### RECORDS TO PROCESS
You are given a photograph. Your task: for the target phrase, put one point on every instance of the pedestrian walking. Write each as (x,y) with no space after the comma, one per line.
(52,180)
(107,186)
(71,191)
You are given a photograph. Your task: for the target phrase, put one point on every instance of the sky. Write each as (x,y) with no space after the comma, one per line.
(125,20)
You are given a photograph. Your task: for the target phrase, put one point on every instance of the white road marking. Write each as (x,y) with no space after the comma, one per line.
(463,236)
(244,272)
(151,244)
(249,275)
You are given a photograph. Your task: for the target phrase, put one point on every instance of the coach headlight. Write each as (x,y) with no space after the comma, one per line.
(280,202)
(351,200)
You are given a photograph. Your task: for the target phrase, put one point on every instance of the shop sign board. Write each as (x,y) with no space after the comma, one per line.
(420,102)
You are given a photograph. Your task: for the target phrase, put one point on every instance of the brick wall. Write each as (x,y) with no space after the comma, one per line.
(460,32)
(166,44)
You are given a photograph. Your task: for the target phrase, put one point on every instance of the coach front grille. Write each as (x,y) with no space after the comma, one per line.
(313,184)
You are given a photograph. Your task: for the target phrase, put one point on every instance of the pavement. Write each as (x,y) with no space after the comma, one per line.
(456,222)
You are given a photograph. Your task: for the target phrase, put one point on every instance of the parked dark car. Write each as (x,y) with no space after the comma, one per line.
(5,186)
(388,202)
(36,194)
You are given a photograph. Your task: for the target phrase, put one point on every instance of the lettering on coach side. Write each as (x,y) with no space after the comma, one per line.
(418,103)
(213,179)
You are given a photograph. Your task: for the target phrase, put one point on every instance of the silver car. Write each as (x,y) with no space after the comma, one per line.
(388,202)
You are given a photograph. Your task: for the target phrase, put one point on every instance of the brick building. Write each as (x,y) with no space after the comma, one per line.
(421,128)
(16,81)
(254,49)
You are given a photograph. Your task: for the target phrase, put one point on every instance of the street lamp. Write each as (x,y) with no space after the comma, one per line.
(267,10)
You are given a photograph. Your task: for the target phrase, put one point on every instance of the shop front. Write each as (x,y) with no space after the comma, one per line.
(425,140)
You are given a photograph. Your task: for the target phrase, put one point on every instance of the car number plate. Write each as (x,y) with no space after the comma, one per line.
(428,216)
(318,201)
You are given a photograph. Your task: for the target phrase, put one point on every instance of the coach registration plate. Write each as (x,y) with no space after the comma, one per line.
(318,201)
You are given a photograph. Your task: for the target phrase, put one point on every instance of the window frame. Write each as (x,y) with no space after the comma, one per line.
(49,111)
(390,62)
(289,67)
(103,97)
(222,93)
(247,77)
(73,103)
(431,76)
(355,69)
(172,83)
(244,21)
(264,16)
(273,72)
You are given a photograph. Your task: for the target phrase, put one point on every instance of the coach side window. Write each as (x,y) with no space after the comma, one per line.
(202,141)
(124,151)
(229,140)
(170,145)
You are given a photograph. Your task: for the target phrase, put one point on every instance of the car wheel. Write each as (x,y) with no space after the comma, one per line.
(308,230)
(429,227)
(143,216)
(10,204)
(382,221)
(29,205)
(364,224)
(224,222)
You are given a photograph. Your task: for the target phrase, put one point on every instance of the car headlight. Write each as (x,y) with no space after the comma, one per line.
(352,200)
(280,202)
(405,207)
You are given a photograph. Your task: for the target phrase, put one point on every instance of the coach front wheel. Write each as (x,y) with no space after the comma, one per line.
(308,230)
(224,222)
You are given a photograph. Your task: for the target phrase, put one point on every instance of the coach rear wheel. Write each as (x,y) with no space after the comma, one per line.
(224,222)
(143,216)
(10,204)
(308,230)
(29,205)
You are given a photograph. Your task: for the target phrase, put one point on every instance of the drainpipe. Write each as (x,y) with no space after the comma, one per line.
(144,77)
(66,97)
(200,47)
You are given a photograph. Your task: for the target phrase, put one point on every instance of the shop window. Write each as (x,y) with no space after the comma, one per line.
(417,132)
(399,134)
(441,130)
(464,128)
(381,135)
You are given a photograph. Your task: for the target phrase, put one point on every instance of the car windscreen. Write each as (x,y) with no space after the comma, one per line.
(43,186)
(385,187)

### EXERCISE
Please repeat the listing above in full and exactly.

### REPLY TO THE EXERCISE
You are given a photograph. Your task: for the target phrase, put one point on every instance of the pedestrian walking. Write each as (x,y) with no space after the comma, one per line.
(52,180)
(107,186)
(71,191)
You are given a photograph. Your task: for the target phrase, put one point on every instance of the sky. Write each as (x,y) with no space after the comma, one per line.
(125,20)
You are given a photograph. Your task: for the target phrase, put one point on every instance of the white road marking. Write each as (x,y) with no space after the comma, one per line.
(463,236)
(244,272)
(151,244)
(249,275)
You are given a photograph. Your task: for the target phrase, put one point on every instance of the coach headlight. Write each as (x,y) with no space after the comma, one per line.
(280,202)
(351,200)
You are given a photograph. Your task: for the target phrase, put one point on every instance of the shop sign board. Write each as (x,y) with no space after the comma, one per line.
(420,102)
You are given a photograph. Your task: for the target phrase, put one point on every instance of the brick wall. Write each as (x,y) with no space after the comma, one per line.
(460,32)
(166,44)
You are given a photograph. Your task: for the target phrase, put one point on every instance of the coach front grille. Write each as (x,y) with no space after the comma, one per line.
(313,184)
You are given a photograph. Your task: for the target phrase, put one point on every instance of the pavement. Write each as (x,y) with no space after the comma, one per line.
(456,222)
You are given a photograph. Your task: for the target phrase, put one point on every instance of the parked dark car. Write each as (x,y) with no space after the comma, one per line.
(5,186)
(388,202)
(36,194)
You are given a photograph. Your task: for the target phrase, put one point on every instance of the lettering on coach side. Write each as (x,y) with no space after the comma, one per line.
(418,103)
(213,179)
You are given a photograph. Your task: for the target phrase, put one point on every instance of the silver car. Write each as (x,y) with no space after the comma, one per line.
(388,202)
You are given a photograph. Your task: for the target phrase, put one point on every instance of the brick building. Write each as (x,y) with no space after the comma, one per line.
(421,128)
(16,81)
(254,49)
You are given a photograph. Your task: for the target phrase, put one point on every instance of the street lamp. Write each as (x,y) with no space after the comma, one per line.
(267,10)
You are given a photograph. Your task: for the target phrase, put one point on every instance of the shop front. Write each as (x,y) with no space after the comma, one per line.
(425,140)
You are given a photograph. Your task: for the target phrase, put one point on every instance of the car number plate. Write each as (x,y) with no space after the comma, one per line.
(428,216)
(318,201)
You are given a photograph. Your task: for the target phrase, put one point on every instance of the coach registration plate. Write each as (x,y) with no space after the comma, one per line.
(318,201)
You are given a photograph. Your task: for the target phrase, put one point on every instance of the window frame. Write each as (x,y) with no space after the comma, one per line.
(49,111)
(390,62)
(289,67)
(103,97)
(222,93)
(247,77)
(73,103)
(431,76)
(355,69)
(172,83)
(244,21)
(264,16)
(273,72)
You are given a photograph. Your task: for the target phrase, put one point on every instance of the coach side window. Write each as (x,y) with no space after the comma, one per line.
(202,141)
(124,151)
(229,140)
(170,145)
You are given a photograph. Your task: for the target phrase, put one point on every instance of the car wheel. Write each as (x,y) with no space after the comma, one per line.
(308,230)
(429,227)
(143,216)
(10,204)
(382,221)
(29,205)
(364,224)
(224,222)
You are given a photograph. Your task: for the target phrase, put one point on every instance of the car headlight. Write each as (x,y) with no space after the comma, one per line.
(352,200)
(280,202)
(405,207)
You are given a photograph. Your task: for the target phrase, put one point on every instance of the coach front wheel. Write each as (x,y) with no space after the comma, one per line.
(308,230)
(224,222)
You are given a photograph. Your task: for the target phrase, put one point on every instance of the coach rear wheel. Write each as (x,y) with no space after the comma, one per line.
(224,222)
(143,216)
(10,204)
(308,230)
(29,205)
You are given a photograph. Your task: for the target phrase, put one point on every instance of the drainpipe. Write each as (x,y) with no space after the comma, one per line.
(144,77)
(66,97)
(200,47)
You are given a photograph. Your task: for the target phrase, put one point on every instance of the shop window. Write each as (x,y) with no space after the comma, one per line.
(417,132)
(399,134)
(441,130)
(464,128)
(381,135)
You are given a photograph. Your task: for the target phrase, put one point on every instance of the car windscreen. Write each as (x,y) with no space after the comma, one per line.
(43,186)
(385,187)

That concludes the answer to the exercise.